▶ **EXTRACTED INFORMATION**:
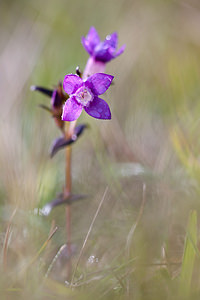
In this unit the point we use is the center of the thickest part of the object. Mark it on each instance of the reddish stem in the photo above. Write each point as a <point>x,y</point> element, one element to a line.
<point>67,192</point>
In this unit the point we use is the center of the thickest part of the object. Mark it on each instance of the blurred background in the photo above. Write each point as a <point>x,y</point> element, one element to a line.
<point>146,157</point>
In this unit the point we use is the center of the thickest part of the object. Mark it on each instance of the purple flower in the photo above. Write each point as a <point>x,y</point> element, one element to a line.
<point>101,51</point>
<point>84,95</point>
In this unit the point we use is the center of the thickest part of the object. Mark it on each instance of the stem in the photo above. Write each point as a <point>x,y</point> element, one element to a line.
<point>67,192</point>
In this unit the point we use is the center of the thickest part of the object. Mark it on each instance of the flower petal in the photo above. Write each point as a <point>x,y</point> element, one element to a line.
<point>112,40</point>
<point>120,51</point>
<point>98,109</point>
<point>71,83</point>
<point>71,110</point>
<point>99,83</point>
<point>103,52</point>
<point>91,41</point>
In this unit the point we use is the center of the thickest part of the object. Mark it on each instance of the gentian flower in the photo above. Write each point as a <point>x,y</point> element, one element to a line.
<point>100,52</point>
<point>84,95</point>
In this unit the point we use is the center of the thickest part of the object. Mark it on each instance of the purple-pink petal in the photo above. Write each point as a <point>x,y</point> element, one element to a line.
<point>91,40</point>
<point>99,83</point>
<point>71,83</point>
<point>93,37</point>
<point>71,110</point>
<point>120,51</point>
<point>112,40</point>
<point>98,109</point>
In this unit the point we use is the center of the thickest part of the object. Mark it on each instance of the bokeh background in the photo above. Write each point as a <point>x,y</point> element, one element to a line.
<point>146,158</point>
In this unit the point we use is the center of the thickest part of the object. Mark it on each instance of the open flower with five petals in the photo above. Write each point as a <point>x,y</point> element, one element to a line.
<point>85,95</point>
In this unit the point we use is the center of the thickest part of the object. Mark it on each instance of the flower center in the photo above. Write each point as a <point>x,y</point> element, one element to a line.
<point>84,95</point>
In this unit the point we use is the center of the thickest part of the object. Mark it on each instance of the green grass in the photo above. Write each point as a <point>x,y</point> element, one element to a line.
<point>144,242</point>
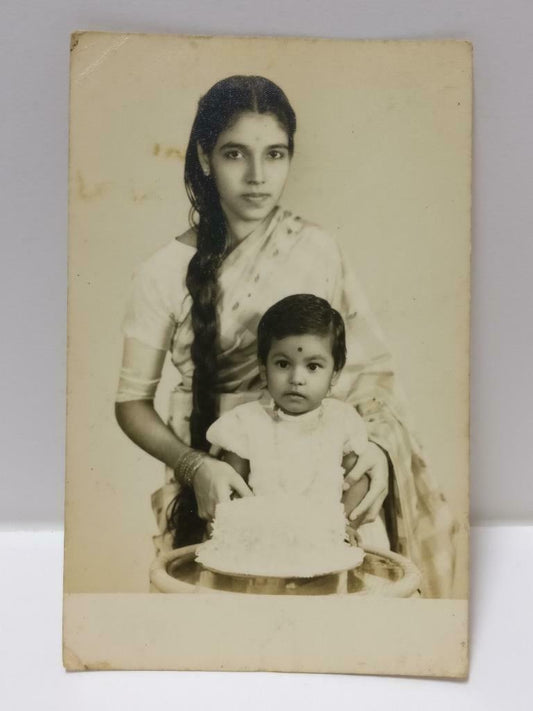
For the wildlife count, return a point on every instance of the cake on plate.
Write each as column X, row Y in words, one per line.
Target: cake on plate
column 279, row 536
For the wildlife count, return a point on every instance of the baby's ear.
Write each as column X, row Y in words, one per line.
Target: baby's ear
column 335, row 377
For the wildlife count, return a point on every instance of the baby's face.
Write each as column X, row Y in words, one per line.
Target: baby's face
column 299, row 371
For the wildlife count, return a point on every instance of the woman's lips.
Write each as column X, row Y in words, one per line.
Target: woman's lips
column 256, row 198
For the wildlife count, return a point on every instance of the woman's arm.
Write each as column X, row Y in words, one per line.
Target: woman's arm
column 213, row 481
column 356, row 491
column 141, row 370
column 241, row 466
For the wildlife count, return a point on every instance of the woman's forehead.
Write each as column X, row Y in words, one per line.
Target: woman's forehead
column 252, row 129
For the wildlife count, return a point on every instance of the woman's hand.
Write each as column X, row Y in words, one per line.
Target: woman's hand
column 216, row 481
column 373, row 462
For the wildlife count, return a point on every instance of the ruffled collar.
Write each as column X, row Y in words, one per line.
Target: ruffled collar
column 307, row 420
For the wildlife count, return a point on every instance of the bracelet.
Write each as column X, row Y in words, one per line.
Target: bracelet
column 187, row 466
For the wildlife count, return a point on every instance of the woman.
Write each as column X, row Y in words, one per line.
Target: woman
column 201, row 296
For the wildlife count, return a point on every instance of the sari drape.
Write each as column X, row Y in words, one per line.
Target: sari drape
column 293, row 256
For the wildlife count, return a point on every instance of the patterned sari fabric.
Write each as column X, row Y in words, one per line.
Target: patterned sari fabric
column 292, row 256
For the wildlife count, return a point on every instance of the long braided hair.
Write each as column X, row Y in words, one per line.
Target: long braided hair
column 217, row 110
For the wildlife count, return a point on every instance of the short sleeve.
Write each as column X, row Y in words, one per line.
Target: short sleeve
column 230, row 433
column 157, row 295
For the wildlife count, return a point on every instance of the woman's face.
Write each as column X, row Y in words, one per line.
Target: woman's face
column 250, row 165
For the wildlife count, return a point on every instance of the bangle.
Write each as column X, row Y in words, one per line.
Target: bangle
column 187, row 466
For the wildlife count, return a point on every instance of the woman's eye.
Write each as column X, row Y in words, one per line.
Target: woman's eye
column 233, row 155
column 276, row 155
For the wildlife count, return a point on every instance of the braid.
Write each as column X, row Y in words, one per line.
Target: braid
column 216, row 111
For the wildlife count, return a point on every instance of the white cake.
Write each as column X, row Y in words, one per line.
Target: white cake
column 279, row 536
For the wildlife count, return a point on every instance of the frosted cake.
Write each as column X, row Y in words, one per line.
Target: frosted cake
column 279, row 537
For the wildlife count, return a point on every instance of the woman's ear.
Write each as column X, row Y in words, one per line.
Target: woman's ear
column 204, row 159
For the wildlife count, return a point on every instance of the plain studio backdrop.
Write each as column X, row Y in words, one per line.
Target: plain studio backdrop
column 382, row 161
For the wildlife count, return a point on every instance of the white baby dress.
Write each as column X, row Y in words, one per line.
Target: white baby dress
column 298, row 455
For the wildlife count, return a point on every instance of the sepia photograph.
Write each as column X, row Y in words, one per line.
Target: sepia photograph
column 268, row 355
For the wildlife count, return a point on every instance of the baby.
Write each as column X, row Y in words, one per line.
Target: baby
column 296, row 440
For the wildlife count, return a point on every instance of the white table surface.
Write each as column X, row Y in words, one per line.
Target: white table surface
column 32, row 676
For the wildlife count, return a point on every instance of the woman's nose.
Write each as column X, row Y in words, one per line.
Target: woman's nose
column 256, row 173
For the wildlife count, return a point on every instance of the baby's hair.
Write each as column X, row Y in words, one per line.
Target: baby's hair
column 297, row 315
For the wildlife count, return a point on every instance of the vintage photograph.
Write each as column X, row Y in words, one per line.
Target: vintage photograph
column 268, row 349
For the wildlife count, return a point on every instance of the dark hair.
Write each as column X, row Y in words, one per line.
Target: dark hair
column 217, row 111
column 299, row 314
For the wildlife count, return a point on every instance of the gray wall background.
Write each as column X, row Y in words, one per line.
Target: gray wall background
column 34, row 55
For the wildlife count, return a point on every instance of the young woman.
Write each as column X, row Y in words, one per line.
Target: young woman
column 201, row 297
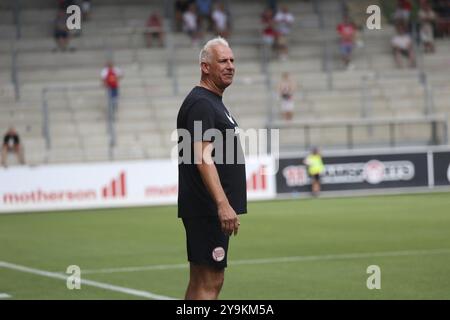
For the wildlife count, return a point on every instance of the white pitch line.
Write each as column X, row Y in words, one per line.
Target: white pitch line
column 280, row 260
column 55, row 275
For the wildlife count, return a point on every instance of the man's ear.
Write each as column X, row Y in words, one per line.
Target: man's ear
column 205, row 67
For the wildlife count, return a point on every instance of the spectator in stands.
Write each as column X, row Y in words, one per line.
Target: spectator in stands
column 267, row 17
column 283, row 20
column 63, row 4
column 110, row 78
column 11, row 143
column 315, row 168
column 427, row 18
column 347, row 35
column 190, row 25
column 269, row 33
column 402, row 45
column 442, row 8
column 220, row 20
column 154, row 29
column 403, row 11
column 61, row 32
column 286, row 89
column 204, row 14
column 272, row 4
column 181, row 6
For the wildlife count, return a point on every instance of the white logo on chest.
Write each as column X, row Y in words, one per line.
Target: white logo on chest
column 229, row 118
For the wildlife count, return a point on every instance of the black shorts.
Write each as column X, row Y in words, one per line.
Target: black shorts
column 206, row 243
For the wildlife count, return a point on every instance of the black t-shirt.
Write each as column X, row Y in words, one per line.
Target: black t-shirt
column 194, row 200
column 11, row 140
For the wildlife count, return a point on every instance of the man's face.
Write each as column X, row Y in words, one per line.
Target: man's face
column 221, row 66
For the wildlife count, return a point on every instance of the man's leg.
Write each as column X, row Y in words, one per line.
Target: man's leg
column 205, row 282
column 4, row 156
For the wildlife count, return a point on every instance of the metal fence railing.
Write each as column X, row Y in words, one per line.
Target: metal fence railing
column 437, row 134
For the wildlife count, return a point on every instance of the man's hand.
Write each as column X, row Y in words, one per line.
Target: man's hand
column 228, row 219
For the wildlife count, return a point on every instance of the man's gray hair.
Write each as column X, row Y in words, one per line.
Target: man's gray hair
column 205, row 53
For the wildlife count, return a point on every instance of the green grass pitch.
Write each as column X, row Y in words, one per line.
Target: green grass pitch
column 290, row 249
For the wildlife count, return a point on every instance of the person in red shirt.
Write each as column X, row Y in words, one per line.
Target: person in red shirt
column 347, row 33
column 110, row 77
column 11, row 143
column 154, row 30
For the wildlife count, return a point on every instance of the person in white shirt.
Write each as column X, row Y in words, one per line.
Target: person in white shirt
column 402, row 44
column 190, row 25
column 220, row 20
column 283, row 20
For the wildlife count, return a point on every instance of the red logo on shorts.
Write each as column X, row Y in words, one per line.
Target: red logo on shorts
column 218, row 254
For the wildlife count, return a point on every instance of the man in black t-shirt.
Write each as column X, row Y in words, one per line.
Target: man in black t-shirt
column 11, row 143
column 211, row 172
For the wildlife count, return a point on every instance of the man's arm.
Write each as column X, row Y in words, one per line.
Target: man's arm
column 227, row 216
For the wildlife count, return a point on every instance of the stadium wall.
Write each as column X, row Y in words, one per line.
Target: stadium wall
column 155, row 182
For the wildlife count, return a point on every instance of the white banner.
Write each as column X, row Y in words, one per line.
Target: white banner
column 114, row 184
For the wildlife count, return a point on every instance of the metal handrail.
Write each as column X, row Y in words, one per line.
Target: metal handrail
column 350, row 124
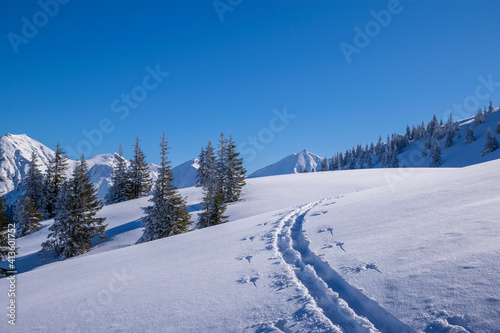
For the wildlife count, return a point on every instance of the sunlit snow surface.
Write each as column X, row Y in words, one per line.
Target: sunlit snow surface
column 356, row 251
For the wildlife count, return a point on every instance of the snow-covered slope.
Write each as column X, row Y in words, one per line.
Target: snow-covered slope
column 291, row 164
column 458, row 155
column 15, row 155
column 389, row 250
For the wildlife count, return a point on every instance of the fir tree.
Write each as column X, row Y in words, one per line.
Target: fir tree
column 394, row 158
column 427, row 145
column 26, row 216
column 490, row 108
column 54, row 179
column 33, row 183
column 118, row 191
column 478, row 118
column 213, row 207
column 4, row 235
column 234, row 177
column 325, row 166
column 206, row 164
column 449, row 138
column 469, row 135
column 168, row 215
column 76, row 223
column 435, row 156
column 491, row 143
column 137, row 180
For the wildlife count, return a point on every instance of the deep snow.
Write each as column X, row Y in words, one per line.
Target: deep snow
column 360, row 250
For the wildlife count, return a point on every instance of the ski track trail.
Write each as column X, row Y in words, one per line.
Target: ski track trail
column 344, row 306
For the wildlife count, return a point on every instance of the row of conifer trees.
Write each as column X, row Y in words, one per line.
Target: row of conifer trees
column 74, row 204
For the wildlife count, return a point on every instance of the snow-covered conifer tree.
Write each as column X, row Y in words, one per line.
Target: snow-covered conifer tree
column 325, row 166
column 469, row 135
column 490, row 108
column 4, row 237
column 33, row 183
column 449, row 138
column 478, row 118
column 118, row 191
column 168, row 215
column 54, row 179
column 234, row 176
column 213, row 206
column 26, row 216
column 435, row 155
column 76, row 223
column 491, row 143
column 138, row 182
column 394, row 158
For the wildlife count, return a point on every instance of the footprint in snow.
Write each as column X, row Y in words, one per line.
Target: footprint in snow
column 245, row 280
column 339, row 244
column 248, row 238
column 247, row 258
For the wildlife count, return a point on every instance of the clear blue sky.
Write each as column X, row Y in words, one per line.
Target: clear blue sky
column 228, row 75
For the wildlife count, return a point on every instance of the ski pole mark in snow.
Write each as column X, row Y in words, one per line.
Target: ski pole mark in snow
column 343, row 305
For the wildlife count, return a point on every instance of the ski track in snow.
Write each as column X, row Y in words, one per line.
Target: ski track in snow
column 343, row 305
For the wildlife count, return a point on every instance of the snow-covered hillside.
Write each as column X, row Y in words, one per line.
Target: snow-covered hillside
column 388, row 250
column 15, row 155
column 291, row 164
column 458, row 155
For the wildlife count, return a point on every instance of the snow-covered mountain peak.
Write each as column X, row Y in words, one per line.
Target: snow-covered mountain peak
column 294, row 163
column 15, row 155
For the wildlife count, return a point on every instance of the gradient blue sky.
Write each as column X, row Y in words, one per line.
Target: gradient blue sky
column 229, row 75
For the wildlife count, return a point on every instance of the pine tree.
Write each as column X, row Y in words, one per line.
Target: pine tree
column 325, row 166
column 76, row 223
column 435, row 156
column 469, row 135
column 394, row 158
column 54, row 179
column 213, row 206
column 206, row 165
column 449, row 138
column 118, row 191
column 491, row 143
column 33, row 183
column 138, row 181
column 234, row 177
column 490, row 108
column 427, row 145
column 4, row 236
column 26, row 216
column 478, row 118
column 168, row 215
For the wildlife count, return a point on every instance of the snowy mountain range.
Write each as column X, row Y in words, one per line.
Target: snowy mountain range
column 458, row 155
column 294, row 163
column 15, row 155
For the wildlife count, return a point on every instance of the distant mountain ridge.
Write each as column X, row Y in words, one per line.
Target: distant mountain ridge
column 15, row 156
column 458, row 155
column 294, row 163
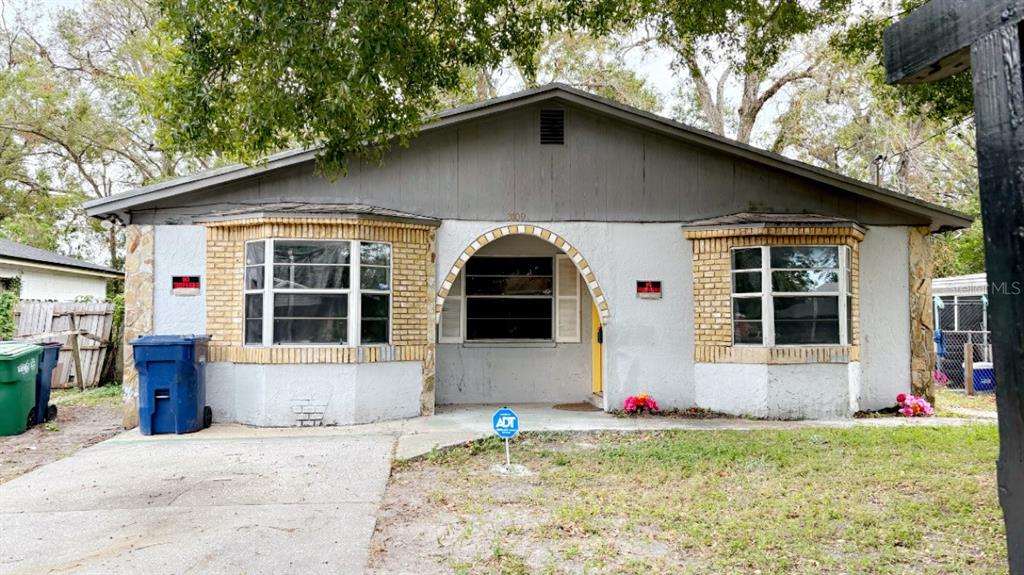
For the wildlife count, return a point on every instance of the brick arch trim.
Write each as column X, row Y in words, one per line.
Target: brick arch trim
column 590, row 279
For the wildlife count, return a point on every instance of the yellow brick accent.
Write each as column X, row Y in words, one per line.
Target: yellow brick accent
column 713, row 290
column 412, row 289
column 547, row 235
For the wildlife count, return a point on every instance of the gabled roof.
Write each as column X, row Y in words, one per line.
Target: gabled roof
column 942, row 218
column 22, row 253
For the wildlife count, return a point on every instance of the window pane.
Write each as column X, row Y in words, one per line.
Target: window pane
column 747, row 282
column 747, row 333
column 806, row 320
column 509, row 266
column 310, row 330
column 310, row 277
column 254, row 277
column 515, row 285
column 971, row 311
column 501, row 318
column 375, row 254
column 805, row 257
column 810, row 280
column 254, row 318
column 330, row 306
column 494, row 308
column 306, row 252
column 254, row 306
column 375, row 278
column 254, row 332
column 749, row 258
column 375, row 306
column 255, row 253
column 747, row 308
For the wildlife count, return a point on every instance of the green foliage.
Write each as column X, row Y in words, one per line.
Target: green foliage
column 8, row 303
column 951, row 98
column 250, row 77
column 755, row 32
column 962, row 252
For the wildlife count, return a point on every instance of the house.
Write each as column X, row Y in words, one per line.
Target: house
column 550, row 246
column 48, row 275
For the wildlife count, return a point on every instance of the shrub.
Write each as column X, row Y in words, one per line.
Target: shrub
column 913, row 406
column 640, row 404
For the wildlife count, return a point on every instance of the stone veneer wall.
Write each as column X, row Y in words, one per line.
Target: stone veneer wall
column 922, row 320
column 713, row 303
column 138, row 309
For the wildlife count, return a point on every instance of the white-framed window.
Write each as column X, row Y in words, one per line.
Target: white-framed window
column 513, row 299
column 792, row 295
column 304, row 292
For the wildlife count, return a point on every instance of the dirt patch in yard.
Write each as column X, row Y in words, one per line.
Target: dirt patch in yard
column 83, row 419
column 808, row 501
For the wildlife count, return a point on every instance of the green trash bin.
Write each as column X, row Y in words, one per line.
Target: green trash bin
column 18, row 363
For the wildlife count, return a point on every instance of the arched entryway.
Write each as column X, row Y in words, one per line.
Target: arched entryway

▶ **WHAT NEEDS TO BE DONE**:
Count each line of the entries that holds the word "entryway", then state the total and nothing more.

▶ **WRITTEN SOLUTION**:
2